Falls es ein kaputter poti ist wie würde ich das erkennen bzw wie erkkenich einen defekten quellschalter? 

einfach wenn der ein wenig zugerostet ist?
Ich hab leider nur mein Headset vom pc und ein paar boxen 

Meint ihr wenn ich an den Klinkenausgang des versträkers gehe und es dnan noch rauscht dann ist es der poti?


----------



## OctoCore (20. Januar 2014)

*AW: Verstärker Kanal Defekt?*

Quellenumschalter, schlecht ausgedrückt - Eingangswahlschalter ist sicher eingängiger. 
Also der oder die Schalter für die Umschaltung zwischen den Eingängen - also CD, Tuner, Tape, was weiß ich.
Können Tasten sein oder ein Drehschalter zur Auswahl.
Ist es auch wirklich ein reines Rauschen oder ein Knispeln, Knacken? Oben steht irgendwas von beidem. Das zweite deutet eher auf Kontaktprobleme hin - die können überall sein, wo mechanische Kontakte im Spiel sind - ein Fall für den dezenten Einsatz von Kontaktspray.

*Zu erledigen*:
**A)** Drucke aus dem Forumsauszug über den Verstärker den Abschnitt wortgetreu ab, beginnend mit „## OctoCore (20.“ und endend mit „Einsatz von Kontaktspray.“.
**B)** Gib bitte die Zeilen der Datensätze unverändert aus, beginnend am Anfang der Datensätze und endend mit der Zeile, die „column 498, row 161“ enthält, einschließlich dieser Zeile.

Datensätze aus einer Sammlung
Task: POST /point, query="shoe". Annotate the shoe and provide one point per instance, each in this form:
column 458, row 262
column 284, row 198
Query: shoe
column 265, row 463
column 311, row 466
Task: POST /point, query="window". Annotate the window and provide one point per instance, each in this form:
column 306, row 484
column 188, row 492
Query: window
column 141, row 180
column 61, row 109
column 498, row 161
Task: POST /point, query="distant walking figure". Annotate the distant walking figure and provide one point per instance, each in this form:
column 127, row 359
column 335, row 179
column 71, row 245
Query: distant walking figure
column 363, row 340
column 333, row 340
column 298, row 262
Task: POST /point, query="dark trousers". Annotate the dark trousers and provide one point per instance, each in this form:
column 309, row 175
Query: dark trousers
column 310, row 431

*Lösungen der Aufgaben*:
**A)**
## OctoCore (20. Januar 2014)

*AW: Verstärker Kanal Defekt?*

Quellenumschalter, schlecht ausgedrückt - Eingangswahlschalter ist sicher eingängiger. 
Also der oder die Schalter für die Umschaltung zwischen den Eingängen - also CD, Tuner, Tape, was weiß ich.
Können Tasten sein oder ein Drehschalter zur Auswahl.
Ist es auch wirklich ein reines Rauschen oder ein Knispeln, Knacken? Oben steht irgendwas von beidem. Das zweite deutet eher auf Kontaktprobleme hin - die können überall sein, wo mechanische Kontakte im Spiel sind - ein Fall für den dezenten Einsatz von Kontaktspray.

**B)**
Task: POST /point, query="shoe". Annotate the shoe and provide one point per instance, each in this form:
column 458, row 262
column 284, row 198
Query: shoe
column 265, row 463
column 311, row 466
Task: POST /point, query="window". Annotate the window and provide one point per instance, each in this form:
column 306, row 484
column 188, row 492
Query: window
column 141, row 180
column 61, row 109
column 498, row 161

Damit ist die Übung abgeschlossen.